TEXT ▸
Remarkably, Greka and colleagues also determined that TMED9 could be induced to let go of MUC1-fs, which would then make its way to the lysosome for destruction. TMED9, the scientists observed, loosens its grip on MUC1-fs when it binds to BRD4780, which is a small molecule from a compound library called the Broad Drug Repurposing Hub.
BRD4780 is a failed blood pressure drug. It could, however, help relieve some of the pressure imposed by misfolded proteins. That is, it could be a starting point for developing new medicines for MKD and several other toxic proteinopathies, for which no treatments are currently available.
Details about the newly discovered MKD mechanism and a potential treatment approach appeared July 25 in the journal Cell, in an article titled, “Small Molecule Targets TMED9 and Promotes Lysosomal Degradation to Reverse Proteinopathy.” In this article, the scientists showed that:
- Mutant MUC1-fs is toxic to kidney cells by accumulating in TMED9-enriched vesicles.

EXERCISES TO COMPLETE ▸
1 – List every name in the text on the kidney disease mechanism that includes a digit.
2 – Rewrite the part of the text on the kidney disease mechanism that begins at the words "Remarkably, Greka and" and stops after "Drug Repurposing Hub.", using "releases" in place of "loosens its grip on".

LISTED ENTRIES ▸

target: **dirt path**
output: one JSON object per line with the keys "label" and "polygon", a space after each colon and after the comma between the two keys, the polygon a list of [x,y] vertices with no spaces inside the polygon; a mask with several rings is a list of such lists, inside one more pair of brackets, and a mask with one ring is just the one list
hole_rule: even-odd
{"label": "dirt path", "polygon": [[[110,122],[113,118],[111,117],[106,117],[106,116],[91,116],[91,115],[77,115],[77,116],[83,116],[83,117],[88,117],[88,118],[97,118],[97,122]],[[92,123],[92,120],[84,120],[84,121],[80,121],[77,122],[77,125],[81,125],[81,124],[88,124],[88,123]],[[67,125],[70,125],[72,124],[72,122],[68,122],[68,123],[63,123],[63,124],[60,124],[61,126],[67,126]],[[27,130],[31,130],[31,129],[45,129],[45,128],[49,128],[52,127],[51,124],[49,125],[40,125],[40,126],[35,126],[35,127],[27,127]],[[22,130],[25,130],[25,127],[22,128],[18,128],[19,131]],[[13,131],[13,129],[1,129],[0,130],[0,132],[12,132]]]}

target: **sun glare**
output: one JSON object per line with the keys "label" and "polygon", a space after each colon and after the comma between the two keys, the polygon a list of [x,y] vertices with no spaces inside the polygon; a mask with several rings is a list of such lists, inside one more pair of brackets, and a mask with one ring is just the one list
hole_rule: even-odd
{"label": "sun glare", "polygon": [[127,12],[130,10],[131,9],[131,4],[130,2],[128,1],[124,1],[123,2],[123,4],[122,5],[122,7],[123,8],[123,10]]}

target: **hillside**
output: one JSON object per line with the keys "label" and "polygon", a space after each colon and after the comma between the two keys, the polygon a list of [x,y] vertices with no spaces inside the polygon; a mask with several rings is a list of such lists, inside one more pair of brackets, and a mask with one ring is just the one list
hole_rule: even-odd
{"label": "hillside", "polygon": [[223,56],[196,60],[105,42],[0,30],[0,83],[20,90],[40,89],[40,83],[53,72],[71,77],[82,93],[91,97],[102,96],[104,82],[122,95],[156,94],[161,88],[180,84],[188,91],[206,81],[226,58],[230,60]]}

ANSWERS GIVEN ▸
1 –
TMED9
MUC1-fs
BRD4780

2 –
Remarkably, Greka and colleagues also determined that TMED9 could be induced to let go of MUC1-fs, which would then make its way to the lysosome for destruction. TMED9, the scientists observed, releases MUC1-fs when it binds to BRD4780, which is a small molecule from a compound library called the Broad Drug Repurposing Hub.